## WORK REQUIRED
Transcribe the records that follow, preserving every word.

[Point-based annotation data]
━━━━━━━━━━━━━━━━━━━━

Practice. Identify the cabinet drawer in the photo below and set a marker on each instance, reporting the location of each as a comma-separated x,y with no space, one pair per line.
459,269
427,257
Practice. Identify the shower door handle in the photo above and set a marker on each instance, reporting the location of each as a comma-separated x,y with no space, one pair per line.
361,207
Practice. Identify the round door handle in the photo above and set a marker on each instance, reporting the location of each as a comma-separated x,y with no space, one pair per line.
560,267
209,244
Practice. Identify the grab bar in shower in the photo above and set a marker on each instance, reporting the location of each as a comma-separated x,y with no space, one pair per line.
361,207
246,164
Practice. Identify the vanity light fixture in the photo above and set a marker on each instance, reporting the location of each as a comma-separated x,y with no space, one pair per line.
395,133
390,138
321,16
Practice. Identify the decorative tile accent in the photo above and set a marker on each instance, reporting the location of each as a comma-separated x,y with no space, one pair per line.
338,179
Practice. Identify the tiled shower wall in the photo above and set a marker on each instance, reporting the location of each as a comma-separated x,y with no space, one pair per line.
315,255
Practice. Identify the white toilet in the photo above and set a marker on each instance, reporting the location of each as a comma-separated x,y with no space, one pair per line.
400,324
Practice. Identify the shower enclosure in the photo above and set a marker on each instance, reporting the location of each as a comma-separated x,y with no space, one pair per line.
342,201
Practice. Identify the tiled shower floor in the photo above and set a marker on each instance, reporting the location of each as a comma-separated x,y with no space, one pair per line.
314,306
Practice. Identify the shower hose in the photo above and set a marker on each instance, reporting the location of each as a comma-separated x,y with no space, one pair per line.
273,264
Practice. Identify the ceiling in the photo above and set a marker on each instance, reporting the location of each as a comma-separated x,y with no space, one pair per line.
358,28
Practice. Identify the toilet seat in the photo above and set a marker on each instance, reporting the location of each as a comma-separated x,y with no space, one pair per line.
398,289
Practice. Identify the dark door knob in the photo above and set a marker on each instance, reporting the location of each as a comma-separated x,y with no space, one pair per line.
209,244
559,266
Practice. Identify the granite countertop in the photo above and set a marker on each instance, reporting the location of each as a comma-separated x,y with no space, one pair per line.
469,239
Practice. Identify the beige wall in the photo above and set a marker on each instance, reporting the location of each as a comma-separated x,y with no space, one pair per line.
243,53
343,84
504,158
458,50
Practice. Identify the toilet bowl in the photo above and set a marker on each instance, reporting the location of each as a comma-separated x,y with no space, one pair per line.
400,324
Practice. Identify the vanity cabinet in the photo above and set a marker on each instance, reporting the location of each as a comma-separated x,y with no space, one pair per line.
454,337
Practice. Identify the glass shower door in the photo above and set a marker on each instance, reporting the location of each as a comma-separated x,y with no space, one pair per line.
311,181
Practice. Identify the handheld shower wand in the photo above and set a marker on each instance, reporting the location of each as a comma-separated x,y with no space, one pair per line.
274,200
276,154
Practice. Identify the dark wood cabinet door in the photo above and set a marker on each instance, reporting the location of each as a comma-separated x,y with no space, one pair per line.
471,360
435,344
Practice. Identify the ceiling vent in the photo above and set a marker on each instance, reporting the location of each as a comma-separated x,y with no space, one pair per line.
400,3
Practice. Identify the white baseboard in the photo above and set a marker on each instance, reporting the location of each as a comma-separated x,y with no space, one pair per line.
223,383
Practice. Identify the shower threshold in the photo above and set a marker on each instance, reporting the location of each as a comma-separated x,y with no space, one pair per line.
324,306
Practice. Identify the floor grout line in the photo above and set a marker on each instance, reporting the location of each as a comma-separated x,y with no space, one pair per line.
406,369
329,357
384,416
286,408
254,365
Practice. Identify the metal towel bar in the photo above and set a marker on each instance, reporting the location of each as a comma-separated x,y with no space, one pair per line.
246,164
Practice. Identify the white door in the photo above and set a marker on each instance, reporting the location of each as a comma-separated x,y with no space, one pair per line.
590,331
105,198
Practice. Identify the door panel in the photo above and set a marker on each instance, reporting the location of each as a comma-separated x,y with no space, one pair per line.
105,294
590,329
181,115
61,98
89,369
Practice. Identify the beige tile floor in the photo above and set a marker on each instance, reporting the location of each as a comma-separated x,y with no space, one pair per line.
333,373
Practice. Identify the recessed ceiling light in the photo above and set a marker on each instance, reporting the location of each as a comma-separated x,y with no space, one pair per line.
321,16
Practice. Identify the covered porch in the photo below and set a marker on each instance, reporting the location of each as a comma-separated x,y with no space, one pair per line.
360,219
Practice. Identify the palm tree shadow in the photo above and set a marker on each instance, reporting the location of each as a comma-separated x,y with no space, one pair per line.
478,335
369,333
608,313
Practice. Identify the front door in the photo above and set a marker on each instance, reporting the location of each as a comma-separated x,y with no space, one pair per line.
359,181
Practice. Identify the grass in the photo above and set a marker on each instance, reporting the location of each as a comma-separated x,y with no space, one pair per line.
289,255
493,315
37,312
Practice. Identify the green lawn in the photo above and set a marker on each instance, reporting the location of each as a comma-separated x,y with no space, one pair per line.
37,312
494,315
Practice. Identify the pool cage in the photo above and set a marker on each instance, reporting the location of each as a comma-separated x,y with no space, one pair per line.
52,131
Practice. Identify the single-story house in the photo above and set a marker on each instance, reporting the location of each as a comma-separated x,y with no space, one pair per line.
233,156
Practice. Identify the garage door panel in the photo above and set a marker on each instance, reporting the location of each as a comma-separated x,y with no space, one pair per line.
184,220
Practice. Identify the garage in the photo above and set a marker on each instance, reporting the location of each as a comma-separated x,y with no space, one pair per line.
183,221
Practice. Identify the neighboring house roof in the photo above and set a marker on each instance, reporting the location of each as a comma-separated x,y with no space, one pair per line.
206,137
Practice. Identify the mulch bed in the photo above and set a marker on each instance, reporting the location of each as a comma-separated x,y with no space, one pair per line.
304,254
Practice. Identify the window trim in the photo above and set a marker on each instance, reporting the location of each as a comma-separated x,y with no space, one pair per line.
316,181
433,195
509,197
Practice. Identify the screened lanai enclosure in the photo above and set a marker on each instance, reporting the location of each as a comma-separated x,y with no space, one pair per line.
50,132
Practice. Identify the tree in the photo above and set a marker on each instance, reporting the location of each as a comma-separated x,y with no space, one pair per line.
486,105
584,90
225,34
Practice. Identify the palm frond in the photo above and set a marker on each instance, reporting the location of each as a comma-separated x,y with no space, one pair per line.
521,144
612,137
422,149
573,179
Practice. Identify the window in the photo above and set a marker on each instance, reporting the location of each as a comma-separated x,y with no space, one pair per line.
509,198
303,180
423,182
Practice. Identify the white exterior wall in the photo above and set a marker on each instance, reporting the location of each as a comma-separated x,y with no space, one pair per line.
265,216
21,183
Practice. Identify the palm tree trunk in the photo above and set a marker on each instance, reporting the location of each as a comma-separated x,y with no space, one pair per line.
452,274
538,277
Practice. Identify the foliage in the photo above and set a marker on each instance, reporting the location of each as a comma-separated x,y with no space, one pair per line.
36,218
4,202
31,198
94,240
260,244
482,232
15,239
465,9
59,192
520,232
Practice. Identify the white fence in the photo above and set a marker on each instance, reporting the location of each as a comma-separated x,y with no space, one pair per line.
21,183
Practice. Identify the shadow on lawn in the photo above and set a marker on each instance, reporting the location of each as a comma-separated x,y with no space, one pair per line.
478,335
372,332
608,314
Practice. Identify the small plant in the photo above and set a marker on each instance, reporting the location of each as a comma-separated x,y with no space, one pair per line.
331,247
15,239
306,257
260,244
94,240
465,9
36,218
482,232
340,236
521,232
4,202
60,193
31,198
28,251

━━━━━━━━━━━━━━━━━━━━

## RESULT OF THE TASK
Practice. Identify the cabinet drawer in the photo below and set a marker on each instance, reporting the location of each as a comma-separated x,y with no space, one pair per line.
459,269
427,257
Practice. Identify the shower door handle in the photo above and set a marker on each instance, reporting the location of each as a comma-separated x,y with no space, one pair per line.
361,207
Practice. Identify the round door handle in the photo above and set a marker on each instance, reporting the location of each as a comma-separated x,y with no space, one pair per line.
560,267
209,244
Practice. Identify the grab bar in shower in the photo above and set a marker on each instance, reporting the location of each as a comma-separated x,y with no space, one pair per line.
361,207
246,164
Practice. Identify the vanity light fixture in the photo above and set a marker on each instance, reporting the location of each as a comma-separated x,y with no space, one pair per line.
395,133
390,138
321,16
Practice. Identify the decorative tile accent in the photo above and set a marker on each instance, reporting the location of each as a comma-separated x,y with no space, one pair per line.
338,179
Practice. Identify the tiled shower wall in the photo above and set a marker on each instance, reporting the location of each as a comma-separated x,y with no space, one pair per line.
315,255
Practice. Identify the white toilet in the photo above and set a marker on each instance, reporting the location of each as a comma-separated x,y with no space, one pair per line.
400,324
Practice. Identify the shower enclosure in the photo above and set a marker on each instance, reporting the location of each as a comma-separated x,y with no space, one pair per line.
342,201
Practice. Identify the tiled shower floor in the photo above and set a marker on each instance, reporting the location of each as a comma-separated x,y with no space, one pair per line.
314,306
Practice. Identify the shower hose in the photo above and set a marker on each instance, reporting the location of each as a comma-separated x,y with no space, one pair per line.
273,264
Practice. Identify the ceiling in the photo above and set a marker on each instance, reporting the location of each as a comma-separated x,y with no space, one pair per line.
358,28
Practice. Identify the toilet seat in the photo above and set a marker on each instance, reporting the location of each as a comma-separated x,y with no space, one pair per line.
398,289
Practice. Identify the dark door knob in the photo above and set a marker on each instance, reporting the location of each as a comma-separated x,y with no space, one pair per line.
209,244
559,266
Practice. Identify the granite countertop in the photo above and set a marker on each instance, reporting the location of each as a comma-separated x,y with no space, one pair per line.
469,239
Practice. Identify the beige wall in the photo above and set a marker on each instance, reporting the location of each as a comma-separated x,y with no space, one pair per line.
243,53
343,84
504,158
458,50
Practice. Identify the toilet bowl in the photo above and set a marker on each instance, reporting the location of each as a comma-separated x,y with no space, one pair per line.
400,324
Practice. Identify the vanity cabinet in the photo above and set a marker on each instance, reporting the location of each as a comma-separated x,y with no space, one pair per line.
454,337
Practice. Identify the glass shower door in the photo above and set a marker on each instance, reporting the location of each as a comma-separated x,y with no space, one pair per line.
311,181
Practice. Identify the handheld shower wand in the photo above and set a marker on each instance, reporting the location of each as a comma-separated x,y with no space, one pair per line.
274,200
276,154
Practice. Identify the dark wood cabinet door in the photo above and set a marker on each instance, reporting the location of each as a comma-separated x,y with no space, one pair per line.
471,360
435,344
Practice. Identify the ceiling vent in the photo above and set a marker on each instance, reporting the location of each as a comma-separated x,y with no space, one pair per line.
400,3
Practice. Identify the white baseboard in the photo above and set a marker on each instance, reporting the location of each as a comma-separated x,y with no space, one pair per line.
223,383
Practice. Identify the shower threshold in the photo above and set a marker on each instance, reporting the location of each as a comma-separated x,y with no space, one pair per line.
324,306
Practice. Identify the floor grout line in the photo above and set a marker on each instance, reporting the location of each as a comma-separated x,y with no space, one pair per line.
406,369
329,357
384,416
286,408
254,365
Practice. Identify the metal towel bar in the photo above and set a marker on each instance, reporting the location of each as a comma-separated x,y with no space, one pair per line.
246,164
Practice. Identify the white door in the photo above and set a marker on each instance, reporting the location of each as a comma-separated x,y with no space, one pair per line.
590,331
105,198
Practice. Identify the door panel in the photo above and set a marker on each instance, reporting the location of each as a comma-separated x,y with no space, one pair per line.
105,294
590,329
181,115
61,98
89,369
Practice. Identify the beige tile floor in the photo above and set a marker on each instance, reporting the location of each as a comma-separated x,y with no space, one pair per line.
333,373
Practice. Identify the recessed ceiling light in the photo above and set a marker on each instance, reporting the location of each as a comma-separated x,y with no space, one pair per line.
321,16
Practice. Identify the covered porch in the photo below and set a marker on each instance, reporting the location of each as a comma-separated x,y with no space, one pair per line.
360,219
Practice. Identify the palm tree shadow in the photo above and set a marker on each instance, reporting the location of each as a comma-separated x,y with no space, one pair per line.
478,335
369,333
608,313
Practice. Identify the front door in the photo above and set a marker on each instance, reporting the location of each as a comma-separated x,y with no space, one pair per line.
359,181
Practice. Identify the grass in the photo above and set a marker on each instance, reporting the location of each as a comma-separated x,y with no space, one pair per line.
289,255
493,315
37,312
Practice. Identify the green lawn in the photo above and set a marker on each instance, reporting the location of each as a comma-separated x,y with no space, one pair per line.
37,312
494,315
Practice. Identify the pool cage in the photo above and set a marker on each instance, reporting the location of each as a comma-separated x,y with no space, one pair per line.
52,131
Practice. Identify the single-story house in the photo above and set a marker on each instance, reporting the location of each as a comma-separated x,y with no space, one pair per line.
233,156
Practice. Identify the garage door panel in the photo above and set a marker on each instance, reporting the location of each as a comma-separated x,y with no space, one pair per line.
184,220
Practice. Identify the garage in the photo above and set a marker on each instance, reporting the location of each as a comma-separated x,y with no space, one pair per line.
183,221
Practice. Identify the neighboring house roof in the photo above and set a marker on each instance, reporting the location of each as a comma-separated x,y with no space, one pair per line.
206,137
Practice. Identify the mulch bed in the photo above and set a marker on each instance, reporting the location of each as a comma-separated x,y with no space, one pair per line.
304,254
Practice. Identify the window trim in the photo above and set a marker on each instance, reporting the location of each as a comma-separated x,y with no space, one pair per line.
316,181
433,195
509,197
Practice. Identify the screened lanai enclosure in the photo above and set a marker on each instance, reporting the location of each as a comma-separated x,y with no space, one pair per line.
50,132
Practice. Identify the tree in the photo above and set a marker on each instance, reporting the location of each as a comma-separated x,y with no space, one pair per line.
486,105
584,90
225,34
Practice. Identify the palm frond in the photo above and set a marker on each instance, reporting the location of each as a comma-separated x,y with no space, one pair per line.
521,144
612,137
422,149
573,179
Practice. Identify the window in the photo above and set a marker on each instance, reporting the location of each as a comma-separated x,y with no space, one pair per line.
509,198
303,180
423,182
Practice. Identify the white exterior wall in the photo above and set a marker on each instance, reporting the location of each as a comma-separated x,y with no space, one pair per line.
265,216
21,183
Practice. Identify the palm tree trunk in the photo above and set a marker on each instance, reporting the location of each as a comma-separated x,y with no space, one pair per line.
452,274
538,277
Practice. Identify the foliage in the photo above and set a marker on each instance, reporting the location of each as a comma-separated x,y with no space, one pair per line.
36,218
4,202
31,198
94,240
260,244
482,232
15,239
465,9
59,192
520,232
Practice. Identify the white fence in the photo above and set a marker on each instance, reporting the location of each as a comma-separated x,y with no space, one pair per line.
21,183
Practice. Identify the shadow on lawn in the photo above and set a marker on each instance, reporting the location of each as a comma-separated x,y with no space, one pair per line.
478,335
372,332
608,314
Practice. Identify the small plant in the photo above and set a marker on each instance, reporting the location of each as a comma-separated x,y with no space, one pair per line.
331,247
15,239
306,257
260,244
94,240
465,9
36,218
482,232
340,236
521,232
4,202
60,193
31,198
28,251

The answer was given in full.